§ Gestellte Aufgabe 1
Gib die Auflistung, die nach dem Text folgt, vollständig und Zeile für Zeile unverändert wieder.

§ Ausgangstext
::::::

Unsere SEVEN liegt zusammen mit der Belle Amie im gut geschützten Hafen der Shelter Bay Marina. Die Marina sowie das umliegende Gelände gehören zum Fort Sherman, einem ehemaligen US-Navy Standort, welcher heute noch militärisch genutzt wird. Zwar nicht mehr von US-Truppen, sondern dem Militär aus Panama. Auf dem Gelände, unweit des eigentlichen Hafens, befinden sich verlassene Bauwerke wie Häuser, Kirchen, ein Kino und weitläufige Bunkeranlagen. Allesamt seit Jahrzehnten verlassen. Ein älterer Mitarbeiter der Marina kennt sich in der Gegend bestens aus und nimmt uns mit auf einer Tour durch das Gelände. Der Weg führt uns entlang verlassener und verfallener Häuser, durch den Dschungel, in die gut versteckte Bunkeranlage. Wir erfahren auf dem Weg einiges über die hier lebenden Tiere, darunter Brüllaffen, Ameisenbären und Faultiere, sowie auch über die militärische Vergangenheit. Eine nette Abwechslung zum Marina Alltag.

::::::

§ Gesammelte Dateneinträge
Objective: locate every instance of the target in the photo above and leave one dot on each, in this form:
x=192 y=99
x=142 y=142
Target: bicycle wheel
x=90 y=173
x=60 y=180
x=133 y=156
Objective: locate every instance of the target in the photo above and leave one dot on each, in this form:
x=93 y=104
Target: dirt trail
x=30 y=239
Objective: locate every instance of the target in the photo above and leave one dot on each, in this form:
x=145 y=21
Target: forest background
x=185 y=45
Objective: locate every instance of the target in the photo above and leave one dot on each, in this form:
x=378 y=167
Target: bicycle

::::::

§ Gestellte Aufgabe 2
Setze den Text über die Shelter Bay Marina und Fort Sherman nach seinem letzten Satz fort.

§ Ergebnis der Aufgabe 1
Objective: locate every instance of the target in the photo above and leave one dot on each, in this form:
x=192 y=99
x=142 y=142
Target: bicycle wheel
x=90 y=173
x=60 y=180
x=133 y=156
Objective: locate every instance of the target in the photo above and leave one dot on each, in this form:
x=93 y=104
Target: dirt trail
x=30 y=239
Objective: locate every instance of the target in the photo above and leave one dot on each, in this form:
x=145 y=21
Target: forest background
x=185 y=45
Objective: locate every instance of the target in the photo above and leave one dot on each, in this form:
x=378 y=167
Target: bicycle

§ Ergebnis der Aufgabe 2
Der Alltag besteht größtenteils darin kleine Arbeiten zu erledigen, dem Boot eine Grundreinigung zu verpassen. Jedes Staufach wird ausgewischt und neu sortiert, bereits gekaufte Vorräte werden ausgepackt, beschriftet und verstaut. Einkaufen bzw. proviantieren funktioniert hier recht gut, die Marina bietet für ein paar US-Dollar einen Shuttleservice nach Colon, der nahegelegenen Großstadt. Die Fahrt dauert ca. 30-40 Minuten und führt durch das ex-Militärgelände sowie über die Atlantikbrücke des Kanals zu einem großen Einkaufszentrum.
Hier können wir alles Nötige einkaufen und das sogar zu überwiegend erschwinglichen Preisen. Nachdem die ersten Großeinkäufe verstaut sind, fällt uns auf, dass wir unser Lagerkonzept nochmal überdenken müssen, die Wasserlinie von unserem Boot stimmt nicht mehr.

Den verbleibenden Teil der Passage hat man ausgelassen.